**Information shown:**
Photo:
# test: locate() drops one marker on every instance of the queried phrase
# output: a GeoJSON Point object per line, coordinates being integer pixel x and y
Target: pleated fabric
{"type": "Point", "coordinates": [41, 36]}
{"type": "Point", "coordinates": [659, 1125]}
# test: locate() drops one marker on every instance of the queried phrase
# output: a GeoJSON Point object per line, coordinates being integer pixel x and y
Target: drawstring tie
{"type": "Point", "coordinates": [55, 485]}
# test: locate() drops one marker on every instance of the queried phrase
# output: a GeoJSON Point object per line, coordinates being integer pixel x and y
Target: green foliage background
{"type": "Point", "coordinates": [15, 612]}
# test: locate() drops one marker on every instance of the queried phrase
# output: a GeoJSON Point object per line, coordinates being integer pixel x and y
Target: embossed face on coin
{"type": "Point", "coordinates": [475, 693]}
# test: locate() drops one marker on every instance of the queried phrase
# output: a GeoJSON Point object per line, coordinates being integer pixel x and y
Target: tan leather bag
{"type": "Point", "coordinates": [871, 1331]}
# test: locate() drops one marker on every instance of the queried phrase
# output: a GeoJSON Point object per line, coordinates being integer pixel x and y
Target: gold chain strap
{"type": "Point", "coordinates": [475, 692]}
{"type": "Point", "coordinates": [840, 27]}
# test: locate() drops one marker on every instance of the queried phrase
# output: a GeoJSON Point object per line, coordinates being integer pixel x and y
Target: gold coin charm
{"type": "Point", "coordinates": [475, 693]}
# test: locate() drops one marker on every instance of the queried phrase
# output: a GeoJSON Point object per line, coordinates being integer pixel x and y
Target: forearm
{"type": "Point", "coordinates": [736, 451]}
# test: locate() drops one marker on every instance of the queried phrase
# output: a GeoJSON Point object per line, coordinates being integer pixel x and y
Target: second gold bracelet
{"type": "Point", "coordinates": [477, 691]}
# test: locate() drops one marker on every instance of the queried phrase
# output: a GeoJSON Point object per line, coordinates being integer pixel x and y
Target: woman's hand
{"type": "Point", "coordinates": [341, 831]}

--

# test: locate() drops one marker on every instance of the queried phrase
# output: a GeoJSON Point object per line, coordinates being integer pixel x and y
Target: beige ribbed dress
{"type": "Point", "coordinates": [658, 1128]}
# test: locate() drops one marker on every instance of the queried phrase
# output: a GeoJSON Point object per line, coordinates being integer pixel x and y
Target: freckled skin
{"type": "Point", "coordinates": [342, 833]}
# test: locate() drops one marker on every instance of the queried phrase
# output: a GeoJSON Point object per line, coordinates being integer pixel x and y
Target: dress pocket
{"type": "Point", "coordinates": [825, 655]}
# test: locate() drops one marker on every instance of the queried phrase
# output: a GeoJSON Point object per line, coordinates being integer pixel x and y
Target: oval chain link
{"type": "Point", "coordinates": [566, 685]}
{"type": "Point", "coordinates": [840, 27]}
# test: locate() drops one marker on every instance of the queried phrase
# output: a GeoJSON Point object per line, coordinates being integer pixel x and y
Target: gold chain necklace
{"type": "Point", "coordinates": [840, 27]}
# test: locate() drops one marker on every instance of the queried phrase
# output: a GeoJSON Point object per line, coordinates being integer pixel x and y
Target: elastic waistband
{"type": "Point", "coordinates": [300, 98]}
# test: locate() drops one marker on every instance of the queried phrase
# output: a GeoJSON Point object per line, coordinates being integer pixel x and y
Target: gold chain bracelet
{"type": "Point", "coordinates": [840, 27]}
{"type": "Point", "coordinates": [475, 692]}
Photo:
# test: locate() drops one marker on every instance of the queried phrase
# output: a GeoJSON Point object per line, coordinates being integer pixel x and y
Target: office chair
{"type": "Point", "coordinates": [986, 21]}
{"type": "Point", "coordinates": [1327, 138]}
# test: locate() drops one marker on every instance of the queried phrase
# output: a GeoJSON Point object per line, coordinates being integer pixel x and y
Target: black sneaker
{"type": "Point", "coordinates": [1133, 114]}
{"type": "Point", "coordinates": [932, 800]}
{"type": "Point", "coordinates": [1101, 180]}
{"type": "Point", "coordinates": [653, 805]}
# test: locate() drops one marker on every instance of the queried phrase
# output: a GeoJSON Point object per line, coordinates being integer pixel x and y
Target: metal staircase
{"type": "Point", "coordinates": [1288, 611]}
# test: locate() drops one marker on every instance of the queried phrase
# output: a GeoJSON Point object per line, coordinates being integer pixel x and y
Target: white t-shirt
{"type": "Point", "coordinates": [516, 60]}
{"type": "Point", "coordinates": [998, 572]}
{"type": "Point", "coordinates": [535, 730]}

...

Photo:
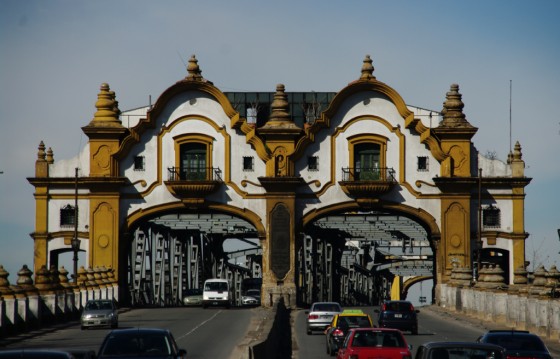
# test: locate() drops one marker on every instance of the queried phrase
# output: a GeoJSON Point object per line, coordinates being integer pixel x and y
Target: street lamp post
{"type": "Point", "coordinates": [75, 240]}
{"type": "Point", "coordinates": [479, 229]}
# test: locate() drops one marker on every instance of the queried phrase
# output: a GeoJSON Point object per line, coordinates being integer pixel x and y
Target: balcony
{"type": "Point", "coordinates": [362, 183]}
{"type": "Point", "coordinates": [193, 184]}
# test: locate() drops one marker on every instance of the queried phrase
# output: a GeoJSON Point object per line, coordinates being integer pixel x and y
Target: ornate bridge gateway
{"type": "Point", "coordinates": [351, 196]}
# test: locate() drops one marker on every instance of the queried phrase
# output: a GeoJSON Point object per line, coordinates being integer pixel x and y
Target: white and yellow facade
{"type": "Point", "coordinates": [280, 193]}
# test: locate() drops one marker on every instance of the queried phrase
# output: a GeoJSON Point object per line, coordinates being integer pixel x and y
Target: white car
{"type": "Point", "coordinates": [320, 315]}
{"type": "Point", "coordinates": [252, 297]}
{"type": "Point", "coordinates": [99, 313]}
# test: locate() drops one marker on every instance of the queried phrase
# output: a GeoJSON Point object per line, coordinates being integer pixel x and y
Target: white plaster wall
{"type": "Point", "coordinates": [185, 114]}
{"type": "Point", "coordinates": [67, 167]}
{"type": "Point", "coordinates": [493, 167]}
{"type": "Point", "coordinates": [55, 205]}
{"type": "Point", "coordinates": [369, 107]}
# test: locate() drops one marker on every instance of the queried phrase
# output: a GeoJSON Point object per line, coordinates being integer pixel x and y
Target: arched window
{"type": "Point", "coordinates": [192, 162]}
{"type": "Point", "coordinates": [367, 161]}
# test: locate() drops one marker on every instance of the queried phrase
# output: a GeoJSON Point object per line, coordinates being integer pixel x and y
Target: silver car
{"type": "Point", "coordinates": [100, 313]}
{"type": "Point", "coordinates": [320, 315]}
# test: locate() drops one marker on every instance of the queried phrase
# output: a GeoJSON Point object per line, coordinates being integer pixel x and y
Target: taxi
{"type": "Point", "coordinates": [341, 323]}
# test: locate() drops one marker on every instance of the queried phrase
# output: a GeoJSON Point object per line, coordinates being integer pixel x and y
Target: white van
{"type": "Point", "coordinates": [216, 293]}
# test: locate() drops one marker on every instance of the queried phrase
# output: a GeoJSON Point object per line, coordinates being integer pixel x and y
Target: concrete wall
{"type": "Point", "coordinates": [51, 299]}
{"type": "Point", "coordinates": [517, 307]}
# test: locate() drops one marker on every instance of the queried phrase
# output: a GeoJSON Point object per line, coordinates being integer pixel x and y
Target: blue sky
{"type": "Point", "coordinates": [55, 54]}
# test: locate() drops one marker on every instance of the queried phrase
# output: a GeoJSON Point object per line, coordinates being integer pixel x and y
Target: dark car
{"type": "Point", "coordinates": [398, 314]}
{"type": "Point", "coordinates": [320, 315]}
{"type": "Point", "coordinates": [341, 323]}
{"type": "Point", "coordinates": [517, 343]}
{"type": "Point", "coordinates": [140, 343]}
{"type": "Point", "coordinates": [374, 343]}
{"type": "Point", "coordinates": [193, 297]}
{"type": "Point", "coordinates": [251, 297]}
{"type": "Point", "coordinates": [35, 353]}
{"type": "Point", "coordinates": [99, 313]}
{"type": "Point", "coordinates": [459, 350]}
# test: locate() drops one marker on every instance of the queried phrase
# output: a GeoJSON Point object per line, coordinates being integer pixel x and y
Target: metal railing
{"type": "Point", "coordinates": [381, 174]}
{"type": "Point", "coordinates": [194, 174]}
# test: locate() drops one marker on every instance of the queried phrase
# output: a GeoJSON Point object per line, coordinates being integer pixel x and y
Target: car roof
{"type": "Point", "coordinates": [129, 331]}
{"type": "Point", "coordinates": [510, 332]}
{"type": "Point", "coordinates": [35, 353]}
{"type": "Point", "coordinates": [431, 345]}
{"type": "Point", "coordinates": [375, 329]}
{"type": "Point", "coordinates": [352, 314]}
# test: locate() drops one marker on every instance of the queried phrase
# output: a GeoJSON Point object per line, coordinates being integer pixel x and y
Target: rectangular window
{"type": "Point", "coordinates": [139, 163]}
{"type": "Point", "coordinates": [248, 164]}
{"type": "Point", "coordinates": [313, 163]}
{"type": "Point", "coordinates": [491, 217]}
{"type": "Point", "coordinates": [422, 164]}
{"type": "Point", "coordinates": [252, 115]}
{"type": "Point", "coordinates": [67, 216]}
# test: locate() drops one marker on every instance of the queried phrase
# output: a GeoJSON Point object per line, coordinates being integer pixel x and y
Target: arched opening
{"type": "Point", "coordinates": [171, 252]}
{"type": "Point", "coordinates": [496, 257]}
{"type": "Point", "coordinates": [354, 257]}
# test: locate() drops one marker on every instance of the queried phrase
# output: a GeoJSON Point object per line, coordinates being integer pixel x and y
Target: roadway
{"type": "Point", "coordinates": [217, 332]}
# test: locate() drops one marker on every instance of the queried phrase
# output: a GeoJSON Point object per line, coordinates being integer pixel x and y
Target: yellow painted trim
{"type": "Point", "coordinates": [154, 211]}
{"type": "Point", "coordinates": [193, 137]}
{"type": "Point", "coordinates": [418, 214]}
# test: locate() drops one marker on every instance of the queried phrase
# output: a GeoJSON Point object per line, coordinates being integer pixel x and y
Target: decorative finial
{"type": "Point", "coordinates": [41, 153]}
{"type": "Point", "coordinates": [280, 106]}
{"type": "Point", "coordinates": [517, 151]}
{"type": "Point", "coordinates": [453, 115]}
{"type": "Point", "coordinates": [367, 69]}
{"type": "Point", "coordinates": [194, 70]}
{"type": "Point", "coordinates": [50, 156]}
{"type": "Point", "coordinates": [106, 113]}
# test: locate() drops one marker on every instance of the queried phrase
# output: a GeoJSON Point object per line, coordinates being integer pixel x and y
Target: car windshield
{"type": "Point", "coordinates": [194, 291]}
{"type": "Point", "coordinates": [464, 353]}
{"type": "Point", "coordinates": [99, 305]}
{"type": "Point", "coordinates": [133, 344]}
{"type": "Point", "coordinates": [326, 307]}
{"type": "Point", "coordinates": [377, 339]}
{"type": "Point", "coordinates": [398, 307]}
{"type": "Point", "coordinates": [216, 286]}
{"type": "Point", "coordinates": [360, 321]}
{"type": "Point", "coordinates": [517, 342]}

**Written task:**
Select every line above that contains the string "yellow" and copy each one in full. Case counts.

**Output for this task:**
Target: white and yellow facade
Target: yellow painted trim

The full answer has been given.